Labeled outline entries
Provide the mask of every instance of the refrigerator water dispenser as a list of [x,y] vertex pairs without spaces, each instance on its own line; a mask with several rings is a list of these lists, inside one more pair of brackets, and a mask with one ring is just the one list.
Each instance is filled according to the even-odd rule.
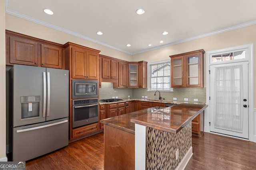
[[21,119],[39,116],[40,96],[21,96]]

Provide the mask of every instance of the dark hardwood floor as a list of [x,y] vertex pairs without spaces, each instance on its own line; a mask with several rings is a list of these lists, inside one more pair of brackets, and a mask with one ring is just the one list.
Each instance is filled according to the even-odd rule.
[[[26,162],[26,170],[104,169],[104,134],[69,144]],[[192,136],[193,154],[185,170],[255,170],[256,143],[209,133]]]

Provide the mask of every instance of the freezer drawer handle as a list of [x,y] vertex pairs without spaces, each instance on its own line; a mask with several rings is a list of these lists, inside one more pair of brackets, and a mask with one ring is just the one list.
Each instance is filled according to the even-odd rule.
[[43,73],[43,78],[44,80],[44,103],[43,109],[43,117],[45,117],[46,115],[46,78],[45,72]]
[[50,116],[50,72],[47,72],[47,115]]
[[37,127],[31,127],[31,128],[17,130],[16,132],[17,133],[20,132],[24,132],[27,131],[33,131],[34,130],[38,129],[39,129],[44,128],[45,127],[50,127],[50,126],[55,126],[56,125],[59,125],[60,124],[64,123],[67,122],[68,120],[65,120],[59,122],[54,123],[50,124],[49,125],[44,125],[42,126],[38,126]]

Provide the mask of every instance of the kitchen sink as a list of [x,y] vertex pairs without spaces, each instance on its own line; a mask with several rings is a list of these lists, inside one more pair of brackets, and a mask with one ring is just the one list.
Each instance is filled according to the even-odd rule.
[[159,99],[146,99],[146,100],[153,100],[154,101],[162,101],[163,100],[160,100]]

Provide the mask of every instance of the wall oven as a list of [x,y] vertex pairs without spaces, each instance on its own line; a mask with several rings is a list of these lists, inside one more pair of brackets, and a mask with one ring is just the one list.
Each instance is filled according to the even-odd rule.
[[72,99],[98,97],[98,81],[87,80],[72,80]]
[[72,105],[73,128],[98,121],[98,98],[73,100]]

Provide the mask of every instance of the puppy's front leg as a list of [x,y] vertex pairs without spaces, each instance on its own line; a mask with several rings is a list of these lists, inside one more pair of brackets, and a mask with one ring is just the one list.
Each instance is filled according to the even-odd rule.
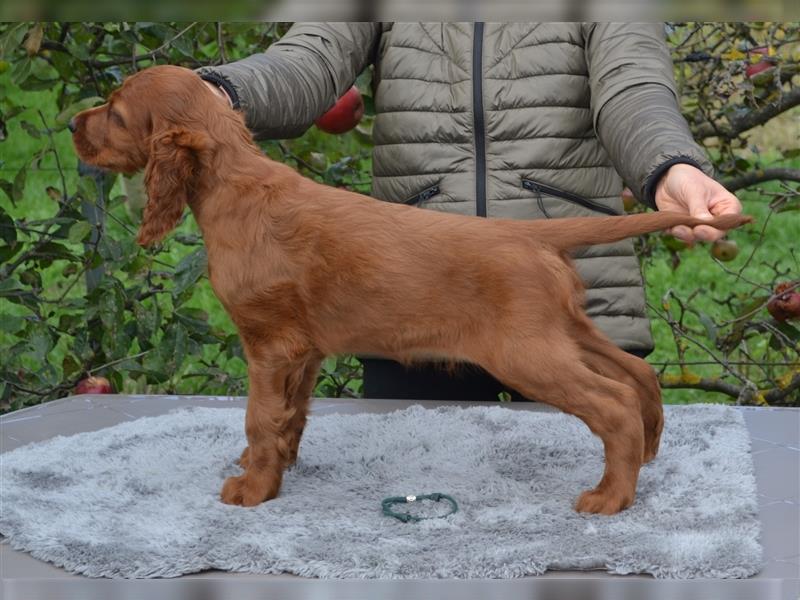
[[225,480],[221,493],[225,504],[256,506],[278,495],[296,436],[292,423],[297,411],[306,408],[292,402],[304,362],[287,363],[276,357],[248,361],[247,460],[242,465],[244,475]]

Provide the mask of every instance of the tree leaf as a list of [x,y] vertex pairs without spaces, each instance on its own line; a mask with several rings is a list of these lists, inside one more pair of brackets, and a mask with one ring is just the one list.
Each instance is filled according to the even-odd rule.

> TASK GOAL:
Can you convert the material, starting with the line that contains "Provide the mask of every instance of the tree" and going on through the end of the material, into a Markdown table with the columns "No." and "Text", one row per line and blank lines left out?

> EXERCISE RESULT:
| No. | Text |
|---|---|
| 1 | Provide the mask of every instance of the tree leaf as a list of [x,y] vertex pairs without spaces, each instance on its own line; a mask with several rings is a list of these lists, inside one more pair of brackets, and a mask with one ring is just the one list. |
| 2 | Each instance is filled according to the even-odd rule. |